* _Problem description_:
Only the pictures should be dropped; every line of the data must come back exactly as written.

[Recorded data]
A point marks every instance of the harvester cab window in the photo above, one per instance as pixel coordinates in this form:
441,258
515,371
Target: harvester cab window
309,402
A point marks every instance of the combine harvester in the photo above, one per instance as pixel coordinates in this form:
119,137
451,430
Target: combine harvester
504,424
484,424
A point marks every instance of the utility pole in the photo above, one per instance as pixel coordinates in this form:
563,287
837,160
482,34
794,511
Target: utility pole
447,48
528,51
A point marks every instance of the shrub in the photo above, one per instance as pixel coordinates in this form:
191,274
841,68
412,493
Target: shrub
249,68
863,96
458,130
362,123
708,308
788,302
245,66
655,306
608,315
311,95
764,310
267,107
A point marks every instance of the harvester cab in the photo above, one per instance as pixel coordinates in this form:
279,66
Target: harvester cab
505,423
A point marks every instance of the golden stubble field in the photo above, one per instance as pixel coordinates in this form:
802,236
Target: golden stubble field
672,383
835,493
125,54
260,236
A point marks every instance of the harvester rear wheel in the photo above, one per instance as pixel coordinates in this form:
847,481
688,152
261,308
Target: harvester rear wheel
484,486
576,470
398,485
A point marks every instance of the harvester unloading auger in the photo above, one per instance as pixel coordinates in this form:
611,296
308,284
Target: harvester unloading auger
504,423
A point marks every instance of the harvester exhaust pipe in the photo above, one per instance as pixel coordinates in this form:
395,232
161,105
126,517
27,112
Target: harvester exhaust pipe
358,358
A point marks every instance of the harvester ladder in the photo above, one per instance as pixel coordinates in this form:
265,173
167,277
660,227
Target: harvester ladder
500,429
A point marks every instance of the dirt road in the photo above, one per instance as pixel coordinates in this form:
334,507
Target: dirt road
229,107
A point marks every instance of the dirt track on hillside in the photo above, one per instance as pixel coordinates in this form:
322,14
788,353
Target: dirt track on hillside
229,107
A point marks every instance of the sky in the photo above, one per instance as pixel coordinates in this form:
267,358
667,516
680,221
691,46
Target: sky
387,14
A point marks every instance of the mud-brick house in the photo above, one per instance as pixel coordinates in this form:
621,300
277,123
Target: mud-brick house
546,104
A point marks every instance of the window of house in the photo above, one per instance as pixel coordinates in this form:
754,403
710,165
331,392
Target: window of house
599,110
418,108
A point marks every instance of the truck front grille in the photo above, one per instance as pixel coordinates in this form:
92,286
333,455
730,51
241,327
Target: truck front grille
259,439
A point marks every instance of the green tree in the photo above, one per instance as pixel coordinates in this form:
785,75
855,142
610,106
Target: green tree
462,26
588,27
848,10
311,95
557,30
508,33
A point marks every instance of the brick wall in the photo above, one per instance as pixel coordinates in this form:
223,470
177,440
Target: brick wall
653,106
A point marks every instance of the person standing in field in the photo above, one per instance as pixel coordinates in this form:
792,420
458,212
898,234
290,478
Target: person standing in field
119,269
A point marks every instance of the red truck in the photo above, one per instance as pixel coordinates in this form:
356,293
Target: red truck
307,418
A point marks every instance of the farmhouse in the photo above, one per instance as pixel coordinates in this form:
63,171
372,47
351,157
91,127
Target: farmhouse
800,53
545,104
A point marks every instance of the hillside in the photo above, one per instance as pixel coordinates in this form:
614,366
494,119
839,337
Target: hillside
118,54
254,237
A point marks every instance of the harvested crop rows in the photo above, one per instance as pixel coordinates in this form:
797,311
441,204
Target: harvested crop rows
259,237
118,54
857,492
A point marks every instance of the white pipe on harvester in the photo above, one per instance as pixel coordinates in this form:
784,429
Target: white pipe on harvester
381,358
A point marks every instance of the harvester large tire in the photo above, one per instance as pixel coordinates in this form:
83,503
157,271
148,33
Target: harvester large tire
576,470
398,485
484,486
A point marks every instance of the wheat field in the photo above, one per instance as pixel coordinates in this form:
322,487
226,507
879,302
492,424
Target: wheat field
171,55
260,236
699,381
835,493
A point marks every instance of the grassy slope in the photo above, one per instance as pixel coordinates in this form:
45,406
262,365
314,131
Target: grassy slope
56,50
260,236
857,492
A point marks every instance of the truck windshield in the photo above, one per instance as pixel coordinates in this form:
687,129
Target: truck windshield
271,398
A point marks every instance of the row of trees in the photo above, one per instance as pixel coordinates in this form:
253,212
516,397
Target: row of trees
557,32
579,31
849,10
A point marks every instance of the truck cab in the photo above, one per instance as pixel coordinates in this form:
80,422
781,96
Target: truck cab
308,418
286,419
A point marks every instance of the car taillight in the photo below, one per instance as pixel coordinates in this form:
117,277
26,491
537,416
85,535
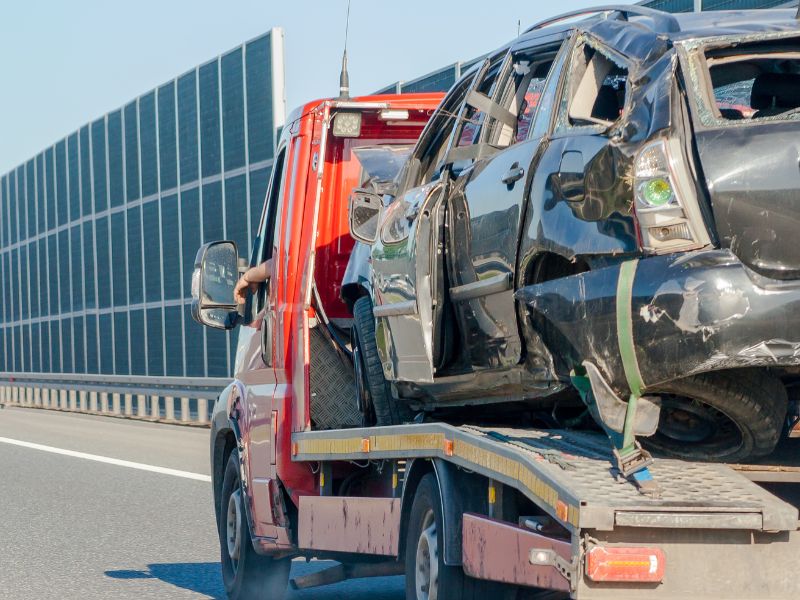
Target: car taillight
642,565
666,206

* _Output below_:
A point marks every instance of the harvester cab window in the photo above, one per instance as pixel coordinates in this form:
441,258
515,371
Target: harvester cab window
309,402
A point marks every instance of the combine harvester in the photo above, one per instance as pixel coordinates in this form:
119,137
451,430
Target: combine harvester
504,424
484,424
A point marks every instance of the utility pole in the photo above, one per instance as pixel coordinates in this form:
563,287
837,160
482,34
794,511
Target: utility pole
447,48
528,51
A point marks every instance of the shrub in the photo above, one per instance as pixel coordinates in this form:
191,274
841,68
412,493
Target: shrub
249,68
863,96
458,130
362,123
708,308
788,302
245,66
655,306
608,315
311,95
764,310
267,107
A point marks every instance of the harvester cab in the photo above, one per instance as pixel coordinates in this form:
279,66
Target: harvester cab
505,423
A point marks every instance of the golden stubble field in the photo above, one per instance as pixel coordinates in this form:
802,236
Target: golden stubble field
672,383
835,493
125,54
260,236
A point marks every instance of the harvester rear wheel in the photo above, one per instance as pixel coordinates in this form:
847,481
688,152
261,308
Target: harvester rear wheel
484,486
576,470
398,485
A point marks every instance of the harvester unloading auger in the photo above, one per instance as pixel coordinates in this form:
611,296
308,284
Target: harvester unloading auger
504,423
A point marks every instance of the harvester exhaust pipe in the photo above, one per instance as pixel coordinates in this form:
395,232
161,105
126,517
27,112
Target: harvester exhaust pipe
358,358
A point marks every instance of the harvester ladder in the photo above, one per instance as pixel coordinates in this form:
265,173
167,277
660,227
Target: harvester ladder
500,429
A point marks every instance of the dirt road in the photo above, one per instance as pixel coordinates in this form:
334,507
Target: dirt road
229,107
A point marks every instance of the dirt track on hillside in the photo above, one per instance as pixel coordinates in this form:
322,14
788,353
Target: dirt track on hillside
229,107
A point marks every instance of the sky in the photo above, one per instance as pixel coordinates in this form:
267,358
667,516
680,221
691,46
Target: sky
387,14
A point marks every instance of the mud-brick house in the photo above, one per instance as pixel coordinates in this form:
621,300
277,123
Target: mud-brick house
546,104
A point marks every instance of the window of house in the photo above, one per instance as pixel coordinates in this form:
754,403
710,165
331,392
Target: window of house
599,110
418,108
A point marks every instance of the truck front grille in the photo above, one per instance as pixel coordinates in this form:
92,286
333,455
730,51
241,327
Target: truck front grille
259,439
A point marks every instance of the green tree in the photo above, one per instance as pixel coordinates in this form:
785,75
855,142
610,106
Target: green tree
462,26
588,27
848,10
311,95
557,30
508,33
A point marks every instance of the brick wall in the photo above, one per instance as pixel coordinates in this form:
223,470
177,440
Target: brick wall
653,106
A point marks every instance of the person standing in field in the photo above, one per instance as pixel coordinates in this form:
792,420
458,212
898,234
290,478
Target: person standing in field
119,269
A point marks every instance of the red truck in the photo above, one per instance as pixel coordinates in this form:
356,293
Target: red truck
307,418
A point marks every instance of the farmhouse in the photo above, one per instance as pixel coordinates in this form:
63,171
372,47
351,157
91,127
Target: farmhouse
800,53
545,104
A point marks every instance of the hillside in the photo above, one per instance as pixel coordinates in this form:
614,366
494,119
839,337
Target: hillside
118,54
254,237
A point marks every instance of the harvested crop rows in the photo above, one per instance as pixel coordinates in this form:
797,311
441,204
Target: harvested crop rows
259,237
118,54
857,492
A point marks every instance of the white pipe on harvester in the photo above, one per instance as pixel coordinates in this form:
784,429
Target: white pipe on harvester
381,358
A point marks every instance of the harvester large tire in the photo above, one per instance as pixel coordinates in this form:
83,503
157,271
148,33
Target: harvester large tire
576,470
398,485
484,486
A point marks every instance of the wheat field in the photo above, one per instance as pixel coordinates in this form:
322,487
226,507
879,302
492,424
Target: wheat field
171,55
260,236
699,381
835,493
A point marks every instance of the grassy slope in the photo above, one per instance as pixel coordinates in this form:
45,406
262,365
314,131
Target: grassy slope
56,50
260,236
857,492
A point marks every instance of the truck windshield in the photo above, one per instance as pixel coordinates in this form:
687,129
Target: truck windshield
271,398
A point marks every instance of the row of trees in the photo above, one per instance as pixel coordinates in this form:
253,212
516,397
Target: row of trees
557,32
579,31
849,10
A point marks every instance of the truck cab in the photo above, one per instance as pixel coordinates in this form:
80,422
781,96
Target: truck cab
308,418
286,419
A point marks every instance of the car taillight in the photo below, one per instance as pixel coordinates in this form:
117,277
26,491
537,416
85,535
Target: car taillight
642,565
666,206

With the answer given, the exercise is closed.